**EXERCISE AIM**. Copy out the lines below word for word.

**DATA IN THIS EXERCISE**.
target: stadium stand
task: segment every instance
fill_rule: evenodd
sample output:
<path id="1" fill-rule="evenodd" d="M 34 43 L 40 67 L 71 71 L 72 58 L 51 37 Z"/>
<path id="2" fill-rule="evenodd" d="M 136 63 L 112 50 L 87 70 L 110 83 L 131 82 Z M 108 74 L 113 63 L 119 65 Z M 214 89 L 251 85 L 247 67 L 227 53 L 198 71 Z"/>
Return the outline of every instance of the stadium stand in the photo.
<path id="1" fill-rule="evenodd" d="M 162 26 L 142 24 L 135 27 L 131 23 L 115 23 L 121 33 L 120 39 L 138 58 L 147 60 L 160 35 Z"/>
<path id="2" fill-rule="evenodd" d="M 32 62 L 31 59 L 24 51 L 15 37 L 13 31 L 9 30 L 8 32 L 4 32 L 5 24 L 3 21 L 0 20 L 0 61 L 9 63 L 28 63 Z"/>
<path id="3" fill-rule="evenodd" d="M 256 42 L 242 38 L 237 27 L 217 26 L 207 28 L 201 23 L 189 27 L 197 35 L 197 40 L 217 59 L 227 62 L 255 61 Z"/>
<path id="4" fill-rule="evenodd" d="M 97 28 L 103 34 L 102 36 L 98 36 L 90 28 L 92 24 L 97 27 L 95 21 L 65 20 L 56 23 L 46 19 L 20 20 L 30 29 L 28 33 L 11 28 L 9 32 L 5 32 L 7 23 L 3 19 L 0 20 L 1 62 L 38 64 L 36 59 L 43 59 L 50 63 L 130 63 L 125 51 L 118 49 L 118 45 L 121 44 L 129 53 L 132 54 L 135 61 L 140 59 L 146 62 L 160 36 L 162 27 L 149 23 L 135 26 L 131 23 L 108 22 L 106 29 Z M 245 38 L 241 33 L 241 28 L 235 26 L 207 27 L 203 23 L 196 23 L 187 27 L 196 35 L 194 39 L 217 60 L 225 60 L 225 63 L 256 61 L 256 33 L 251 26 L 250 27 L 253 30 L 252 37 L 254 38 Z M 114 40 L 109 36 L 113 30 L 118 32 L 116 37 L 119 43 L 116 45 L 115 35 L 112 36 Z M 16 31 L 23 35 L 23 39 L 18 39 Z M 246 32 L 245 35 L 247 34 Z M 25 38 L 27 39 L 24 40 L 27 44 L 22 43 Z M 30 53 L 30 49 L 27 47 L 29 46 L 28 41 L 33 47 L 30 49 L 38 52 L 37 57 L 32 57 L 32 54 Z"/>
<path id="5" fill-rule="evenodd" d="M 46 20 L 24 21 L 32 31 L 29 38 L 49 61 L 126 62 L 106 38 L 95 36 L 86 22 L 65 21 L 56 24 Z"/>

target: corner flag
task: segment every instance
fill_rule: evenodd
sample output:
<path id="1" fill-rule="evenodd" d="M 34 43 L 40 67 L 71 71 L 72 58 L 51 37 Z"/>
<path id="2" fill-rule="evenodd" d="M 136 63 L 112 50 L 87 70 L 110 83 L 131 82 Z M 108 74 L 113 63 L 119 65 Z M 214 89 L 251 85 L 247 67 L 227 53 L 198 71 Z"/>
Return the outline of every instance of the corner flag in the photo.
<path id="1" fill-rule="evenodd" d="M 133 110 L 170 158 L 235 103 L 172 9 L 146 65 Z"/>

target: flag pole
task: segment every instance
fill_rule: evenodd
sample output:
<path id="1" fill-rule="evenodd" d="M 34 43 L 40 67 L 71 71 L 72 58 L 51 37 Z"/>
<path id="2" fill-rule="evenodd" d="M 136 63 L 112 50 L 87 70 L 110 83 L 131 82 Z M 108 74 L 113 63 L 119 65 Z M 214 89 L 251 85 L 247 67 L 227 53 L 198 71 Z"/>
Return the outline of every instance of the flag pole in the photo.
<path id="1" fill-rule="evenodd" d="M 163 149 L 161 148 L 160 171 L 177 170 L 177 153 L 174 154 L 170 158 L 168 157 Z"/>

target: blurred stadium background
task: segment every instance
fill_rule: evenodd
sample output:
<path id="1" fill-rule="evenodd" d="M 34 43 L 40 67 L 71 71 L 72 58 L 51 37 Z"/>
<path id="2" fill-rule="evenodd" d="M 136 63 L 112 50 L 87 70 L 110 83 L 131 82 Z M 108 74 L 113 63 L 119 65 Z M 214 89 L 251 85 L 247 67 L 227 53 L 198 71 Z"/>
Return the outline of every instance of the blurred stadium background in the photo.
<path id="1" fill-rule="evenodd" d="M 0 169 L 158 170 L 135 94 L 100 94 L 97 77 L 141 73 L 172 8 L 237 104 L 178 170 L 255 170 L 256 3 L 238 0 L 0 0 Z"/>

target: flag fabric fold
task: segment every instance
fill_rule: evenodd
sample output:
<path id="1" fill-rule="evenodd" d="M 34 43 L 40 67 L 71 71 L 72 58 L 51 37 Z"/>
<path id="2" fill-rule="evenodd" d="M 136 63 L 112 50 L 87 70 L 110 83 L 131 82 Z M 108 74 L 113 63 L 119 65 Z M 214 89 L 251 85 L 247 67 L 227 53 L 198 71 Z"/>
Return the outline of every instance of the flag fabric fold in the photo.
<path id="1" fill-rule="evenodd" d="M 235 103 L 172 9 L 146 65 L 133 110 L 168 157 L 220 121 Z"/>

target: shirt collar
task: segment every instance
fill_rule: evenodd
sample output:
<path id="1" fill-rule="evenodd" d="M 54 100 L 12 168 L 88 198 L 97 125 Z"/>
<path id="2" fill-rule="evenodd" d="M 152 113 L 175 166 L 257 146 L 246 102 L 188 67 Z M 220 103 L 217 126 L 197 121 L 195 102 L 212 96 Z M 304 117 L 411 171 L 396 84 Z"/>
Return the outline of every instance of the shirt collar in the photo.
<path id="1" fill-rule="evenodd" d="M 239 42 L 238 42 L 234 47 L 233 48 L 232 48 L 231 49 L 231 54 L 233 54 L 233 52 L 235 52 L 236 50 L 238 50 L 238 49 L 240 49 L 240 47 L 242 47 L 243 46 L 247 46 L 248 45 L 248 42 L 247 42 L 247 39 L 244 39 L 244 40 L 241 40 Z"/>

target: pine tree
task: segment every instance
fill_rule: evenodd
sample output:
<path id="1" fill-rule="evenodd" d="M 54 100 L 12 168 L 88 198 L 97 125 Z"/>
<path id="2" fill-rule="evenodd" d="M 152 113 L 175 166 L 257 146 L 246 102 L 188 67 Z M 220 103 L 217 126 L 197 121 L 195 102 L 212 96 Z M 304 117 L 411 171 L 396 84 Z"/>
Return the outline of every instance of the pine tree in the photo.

**SOLVED EXERCISE**.
target: stadium stand
task: segment every instance
fill_rule: evenodd
sample output:
<path id="1" fill-rule="evenodd" d="M 34 43 L 40 67 L 71 71 L 72 58 L 51 37 Z"/>
<path id="2" fill-rule="evenodd" d="M 136 63 L 112 50 L 87 70 L 110 83 L 131 82 Z M 108 74 L 113 63 L 119 65 Z M 214 89 L 251 85 L 247 67 L 227 53 L 198 71 Z"/>
Return the outline of every instance of the stadium stand in the photo.
<path id="1" fill-rule="evenodd" d="M 162 26 L 142 24 L 135 27 L 131 23 L 115 23 L 121 33 L 120 39 L 138 58 L 147 60 L 160 35 Z"/>
<path id="2" fill-rule="evenodd" d="M 32 62 L 31 59 L 24 51 L 15 37 L 13 31 L 9 30 L 8 32 L 4 32 L 5 24 L 3 21 L 0 20 L 0 61 L 9 63 L 28 63 Z"/>
<path id="3" fill-rule="evenodd" d="M 256 42 L 242 38 L 237 27 L 217 26 L 207 28 L 201 23 L 189 27 L 197 35 L 197 40 L 217 59 L 227 62 L 255 61 Z"/>
<path id="4" fill-rule="evenodd" d="M 97 28 L 103 34 L 102 36 L 98 36 L 90 28 L 92 24 L 97 27 L 95 21 L 65 20 L 56 23 L 46 19 L 20 20 L 30 29 L 28 33 L 11 28 L 9 32 L 5 32 L 7 23 L 3 19 L 0 20 L 1 62 L 38 64 L 36 59 L 43 59 L 50 63 L 130 63 L 125 51 L 118 49 L 118 45 L 121 44 L 129 53 L 132 54 L 135 61 L 140 59 L 146 62 L 160 36 L 162 27 L 149 23 L 135 26 L 131 23 L 108 22 L 106 29 Z M 245 38 L 241 33 L 241 28 L 235 26 L 207 27 L 203 23 L 196 23 L 187 27 L 196 35 L 194 39 L 217 60 L 225 60 L 225 63 L 256 61 L 256 33 L 251 26 L 250 27 L 253 30 L 252 37 L 254 38 Z M 114 40 L 109 36 L 113 30 L 118 32 L 116 37 L 119 43 L 116 45 L 115 35 L 112 36 Z M 16 31 L 23 35 L 23 39 L 18 39 Z M 246 32 L 245 35 L 247 34 Z M 25 38 L 27 39 L 24 40 L 27 44 L 22 43 Z M 30 53 L 30 49 L 27 47 L 29 46 L 28 41 L 33 47 L 30 49 L 38 52 L 37 57 L 32 57 L 32 54 Z"/>
<path id="5" fill-rule="evenodd" d="M 46 20 L 24 21 L 32 31 L 29 38 L 49 61 L 126 62 L 106 38 L 95 36 L 86 22 L 65 21 L 56 24 Z"/>

target: corner flag
task: segment every instance
fill_rule: evenodd
sample output:
<path id="1" fill-rule="evenodd" d="M 34 43 L 40 67 L 71 71 L 72 58 L 51 37 Z"/>
<path id="2" fill-rule="evenodd" d="M 136 63 L 112 50 L 87 70 L 110 83 L 131 82 Z M 108 74 L 113 63 L 119 65 Z M 214 89 L 251 85 L 247 67 L 227 53 L 198 71 Z"/>
Return the outline of every instance of the corner flag in the photo.
<path id="1" fill-rule="evenodd" d="M 133 110 L 170 158 L 235 103 L 172 9 L 146 65 Z"/>

target: flag pole
task: segment every instance
fill_rule: evenodd
sample output:
<path id="1" fill-rule="evenodd" d="M 34 43 L 40 67 L 71 71 L 72 58 L 51 37 Z"/>
<path id="2" fill-rule="evenodd" d="M 136 63 L 112 50 L 87 70 L 110 83 L 131 82 Z M 108 74 L 113 63 L 119 65 Z M 214 89 L 251 85 L 247 67 L 227 53 L 198 71 Z"/>
Return the outline of every instance of the flag pole in the photo.
<path id="1" fill-rule="evenodd" d="M 163 149 L 161 148 L 160 171 L 177 170 L 177 153 L 174 154 L 170 158 L 168 157 Z"/>

target: blurred stadium background
task: segment every instance
fill_rule: evenodd
sample output:
<path id="1" fill-rule="evenodd" d="M 34 43 L 40 67 L 71 71 L 72 58 L 51 37 Z"/>
<path id="2" fill-rule="evenodd" d="M 136 63 L 112 50 L 87 70 L 110 83 L 131 82 Z M 108 74 L 113 63 L 119 65 Z M 214 89 L 251 85 L 247 67 L 227 53 L 198 71 Z"/>
Return the outline of every instance of the blurred stadium background in the photo.
<path id="1" fill-rule="evenodd" d="M 0 169 L 158 170 L 135 94 L 100 94 L 97 77 L 141 73 L 172 8 L 237 104 L 178 170 L 255 170 L 256 3 L 238 0 L 0 0 Z"/>

target: flag fabric fold
task: segment every instance
fill_rule: evenodd
sample output:
<path id="1" fill-rule="evenodd" d="M 34 43 L 40 67 L 71 71 L 72 58 L 51 37 Z"/>
<path id="2" fill-rule="evenodd" d="M 136 63 L 112 50 L 87 70 L 110 83 L 131 82 Z M 108 74 L 113 63 L 119 65 Z M 214 89 L 251 85 L 247 67 L 227 53 L 198 71 Z"/>
Return the outline of every instance of the flag fabric fold in the photo.
<path id="1" fill-rule="evenodd" d="M 235 103 L 172 9 L 146 65 L 133 110 L 168 157 L 220 121 Z"/>

target: shirt collar
task: segment every instance
fill_rule: evenodd
sample output:
<path id="1" fill-rule="evenodd" d="M 54 100 L 12 168 L 88 198 L 97 125 Z"/>
<path id="2" fill-rule="evenodd" d="M 152 113 L 175 166 L 257 146 L 246 102 L 188 67 Z M 220 103 L 217 126 L 197 121 L 195 102 L 212 96 Z M 304 117 L 411 171 L 396 84 Z"/>
Return the outline of every instance of the shirt collar in the photo.
<path id="1" fill-rule="evenodd" d="M 239 42 L 238 42 L 234 47 L 233 48 L 232 48 L 231 49 L 231 54 L 233 54 L 233 52 L 235 52 L 236 50 L 238 50 L 238 49 L 240 49 L 240 47 L 242 47 L 243 46 L 247 46 L 248 45 L 248 42 L 247 42 L 247 39 L 244 39 L 244 40 L 241 40 Z"/>

target: pine tree
task: segment every instance
fill_rule: evenodd
sample output:
<path id="1" fill-rule="evenodd" d="M 54 100 L 12 168 L 88 198 L 97 125 Z"/>
<path id="2" fill-rule="evenodd" d="M 152 113 L 175 166 L 257 146 L 246 102 L 188 67 Z M 220 103 L 217 126 L 197 121 L 195 102 L 212 96 Z M 304 117 L 411 171 L 396 84 Z"/>
Return the outline of every instance of the pine tree in the photo.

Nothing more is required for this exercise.